Was habe ich erwartet? Habe ich etwas erwartet? Oder habe ich es einfach nur versäumt etwas zu erwarten? Ich habe  den Wunsch, Prof. Manjari Dwivedi zu treffen. Der Leiterin des Institutes für Frauenheilkunde im Ayurveda an der Benares Hindi Universität (BHU) in Varanasi. Hier möchte ich ein Praktikum machen. Per Mail habe ich keine Antwort erhalten. Also habe ich diese Reise angetreten und versuche einfach sie persönlich aufzusuchen. Nichts ist geplant oder vorab besprochen.

Irgendwie habe ich es geschafft meinem Fahrrad-Rikscha Fahrer Rashid zu erklären, ich möchte an die BHU. Er spricht gebrochen Englisch. Eine Eigenschaft für die ich etwas das 10-fache vom normalen Preis bezahle. Ich leiste mir diesen Luxus. Immerhin bin ich auf den Spuren meiner Mission! Mich halbwegs verständigen zu können entspannt mich. Ungemein! Aber dann kommt etwas, womit ich einfach nicht gerechnet habe. „Wohin denn an die BHU?“ ….hmmm… scheint groß zu sein da…. Geistesgegenwärtig antworte ich „Main entrance“… und habe eine Millisekunde ein echtes Hochgefühl. „Which main entrance, Mam?“… Ich schweige. Betreten. „I will bring you to hospital, hmmm?!“ Ich nicke. Dankbar lehne ich mich auf meinem Rikschasitz zurück. Offen bleibt, ob er mich vielleicht einfach krank oder nur komisch findet.  Aber seit heute ist es für mich amtlich! Inder können Gedanken lesen. Wir radeln durch die bunten, quirligen und engen Gassen von varanasis Altstadt. Motorrikschas und Autos sind hier nicht erlaubt, hätten auch null Chance. Das hier toppt sogar die engen Gassen von Marakesch. An jedem kleinen Hügel frage ich meinen Fahrer, ob ich absteigen soll. Ich fühle mich unwohl dabei gezogen zu werden,  finde das kolonial. Aber Rashid bleibt entspannt und erzählt mir gelassen über das Muslim-Viertel durch das wirr gerade radeln. Irgendwann erreichen wir eine echte Straße. Mit Smog und dem typisch indischen Gehupe. Nach ein paar trockenen Hustenanfällen endlich die BHU. Das Krankenhaus. Gefühlt ist das hier mindestens so groß wie der Frankfurter Flughafen. Beide Terminals. Überall liegen Patienten auf der Straße, dem Vorplatz. In den Gängen. Manche mit Schläuchen in der Nase, andere mit Infusionen im Arm, wieder andere auf Metalltragen. Daneben die Großfamilien, die Frauen in wunderschön bunten Saris. Kühe laufen wiederkäuend und kackend dazwischen rum, zweimal trete ich in frische Fladen. Überall räkeln sich Straßenhunde in der goldenen Sonne.

^^^^

## Erforderliche Handlung 1
Gib den Abschnitt des Textes von „Was habe ich“ bis „oder vorab besprochen.“ unverändert wieder.
## Erforderliche Handlung 2
Welche Fahrzeuge sind laut Text in den Gassen der Altstadt von Varanasi nicht erlaubt?
## Erforderliche Handlung 3
Fasse den Text in zwei Sätzen zusammen.
Stütze dich ausschließlich auf den Text.

^^^^

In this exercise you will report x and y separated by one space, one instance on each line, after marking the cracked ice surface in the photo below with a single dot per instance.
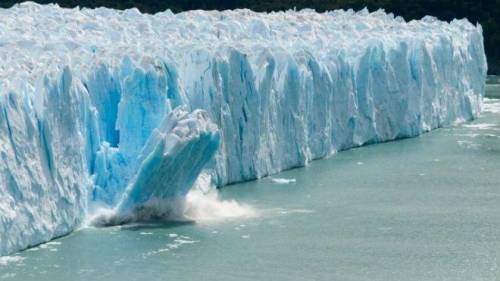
85 96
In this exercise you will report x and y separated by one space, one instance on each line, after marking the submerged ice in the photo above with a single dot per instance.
121 109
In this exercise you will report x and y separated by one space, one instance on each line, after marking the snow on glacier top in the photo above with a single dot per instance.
37 38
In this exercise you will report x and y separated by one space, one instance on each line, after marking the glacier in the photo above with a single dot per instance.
101 107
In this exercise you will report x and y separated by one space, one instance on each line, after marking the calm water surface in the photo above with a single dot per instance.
418 209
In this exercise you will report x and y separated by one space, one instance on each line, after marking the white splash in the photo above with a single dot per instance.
283 180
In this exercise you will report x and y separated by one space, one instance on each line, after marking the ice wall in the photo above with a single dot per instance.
118 108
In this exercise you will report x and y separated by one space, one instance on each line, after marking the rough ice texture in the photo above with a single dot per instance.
86 97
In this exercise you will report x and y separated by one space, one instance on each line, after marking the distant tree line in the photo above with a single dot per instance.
486 12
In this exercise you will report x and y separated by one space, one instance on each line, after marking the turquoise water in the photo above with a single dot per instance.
418 209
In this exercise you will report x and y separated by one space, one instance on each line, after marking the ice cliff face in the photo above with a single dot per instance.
119 108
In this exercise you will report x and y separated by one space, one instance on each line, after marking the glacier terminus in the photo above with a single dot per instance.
124 110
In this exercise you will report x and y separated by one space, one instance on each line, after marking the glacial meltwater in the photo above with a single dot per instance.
426 208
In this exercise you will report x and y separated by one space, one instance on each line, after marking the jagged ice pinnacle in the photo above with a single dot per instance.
118 108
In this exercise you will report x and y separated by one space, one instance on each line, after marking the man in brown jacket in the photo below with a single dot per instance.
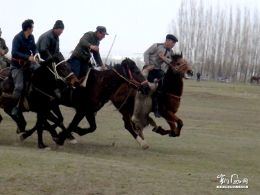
3 50
80 58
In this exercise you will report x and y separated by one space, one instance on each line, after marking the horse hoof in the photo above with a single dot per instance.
20 134
59 146
44 147
47 148
56 139
72 141
145 146
21 137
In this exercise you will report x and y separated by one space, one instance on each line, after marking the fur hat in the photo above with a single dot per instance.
102 30
172 37
58 24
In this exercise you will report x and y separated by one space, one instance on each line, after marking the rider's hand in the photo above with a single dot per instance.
149 67
161 55
93 47
31 59
103 67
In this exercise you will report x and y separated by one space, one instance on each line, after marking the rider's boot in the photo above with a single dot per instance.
156 108
15 110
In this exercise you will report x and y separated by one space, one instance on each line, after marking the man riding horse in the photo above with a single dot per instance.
80 58
23 51
48 44
3 51
157 56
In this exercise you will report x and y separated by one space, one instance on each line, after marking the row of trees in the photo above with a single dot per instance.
219 43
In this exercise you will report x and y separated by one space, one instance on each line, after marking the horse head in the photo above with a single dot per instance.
59 67
180 65
134 75
171 91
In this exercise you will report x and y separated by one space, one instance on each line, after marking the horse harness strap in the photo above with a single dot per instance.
20 61
125 100
132 81
178 97
84 83
52 98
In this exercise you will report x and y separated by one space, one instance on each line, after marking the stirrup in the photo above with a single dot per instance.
15 111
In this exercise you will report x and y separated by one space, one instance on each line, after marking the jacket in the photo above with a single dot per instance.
22 48
82 49
4 47
48 44
151 55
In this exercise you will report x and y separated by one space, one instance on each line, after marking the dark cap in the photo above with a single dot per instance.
102 30
58 24
172 37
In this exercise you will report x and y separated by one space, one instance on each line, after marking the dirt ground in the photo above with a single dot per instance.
220 136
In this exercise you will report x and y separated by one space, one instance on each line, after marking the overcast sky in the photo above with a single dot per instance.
137 23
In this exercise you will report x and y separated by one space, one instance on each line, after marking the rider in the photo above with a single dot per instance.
48 45
48 42
158 55
80 58
23 49
3 50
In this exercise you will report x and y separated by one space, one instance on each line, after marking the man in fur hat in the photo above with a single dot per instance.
48 42
3 50
158 55
80 58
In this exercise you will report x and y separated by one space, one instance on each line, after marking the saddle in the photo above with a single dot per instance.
7 88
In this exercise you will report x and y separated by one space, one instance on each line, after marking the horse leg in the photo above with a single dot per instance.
1 118
73 126
41 120
172 119
59 122
20 121
129 126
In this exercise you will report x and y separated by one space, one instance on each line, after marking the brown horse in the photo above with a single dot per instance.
169 96
100 85
254 78
41 98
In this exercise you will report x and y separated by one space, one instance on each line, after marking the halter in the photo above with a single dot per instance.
175 68
55 72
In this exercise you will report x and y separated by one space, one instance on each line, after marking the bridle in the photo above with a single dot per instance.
55 72
131 80
175 69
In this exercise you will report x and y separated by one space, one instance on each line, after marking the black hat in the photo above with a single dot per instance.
102 30
172 37
58 24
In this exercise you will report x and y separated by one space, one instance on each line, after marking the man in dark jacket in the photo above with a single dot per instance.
3 50
80 58
48 43
155 57
23 51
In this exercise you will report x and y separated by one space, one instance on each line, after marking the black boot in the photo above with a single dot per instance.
15 110
156 108
57 93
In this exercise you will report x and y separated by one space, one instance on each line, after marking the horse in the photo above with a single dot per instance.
254 78
169 96
40 98
91 96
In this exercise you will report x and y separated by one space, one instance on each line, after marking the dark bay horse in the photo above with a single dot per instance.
169 96
99 88
41 98
254 78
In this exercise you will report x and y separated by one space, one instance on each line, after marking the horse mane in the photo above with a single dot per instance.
176 56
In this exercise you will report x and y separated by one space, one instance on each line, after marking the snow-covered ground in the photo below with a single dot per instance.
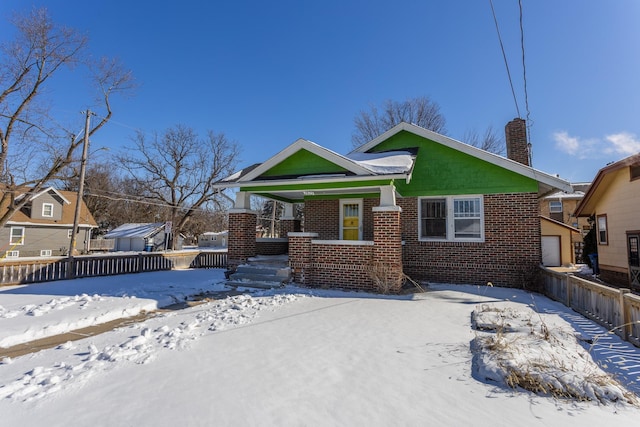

^^^^

## Lösung 1
Was habe ich erwartet? Habe ich etwas erwartet? Oder habe ich es einfach nur versäumt etwas zu erwarten? Ich habe  den Wunsch, Prof. Manjari Dwivedi zu treffen. Der Leiterin des Institutes für Frauenheilkunde im Ayurveda an der Benares Hindi Universität (BHU) in Varanasi. Hier möchte ich ein Praktikum machen. Per Mail habe ich keine Antwort erhalten. Also habe ich diese Reise angetreten und versuche einfach sie persönlich aufzusuchen. Nichts ist geplant oder vorab besprochen.

## Lösung 2
Motorrikschas und Autos.

## Lösung 3
Da per Mail keine Antwort kam, reist die erzählende Person ohne vorherige Absprache nach Varanasi, um Prof. Manjari Dwivedi, die Leiterin des Instituts für Frauenheilkunde im Ayurveda an der BHU, persönlich aufzusuchen und dort ein Praktikum zu machen. Der Fahrrad-Rikscha-Fahrer Rashid bringt die Person durch die engen Gassen der Altstadt zum Krankenhaus der BHU, wo überall Patienten liegen und Großfamilien, Kühe und Straßenhunde zu sehen sind.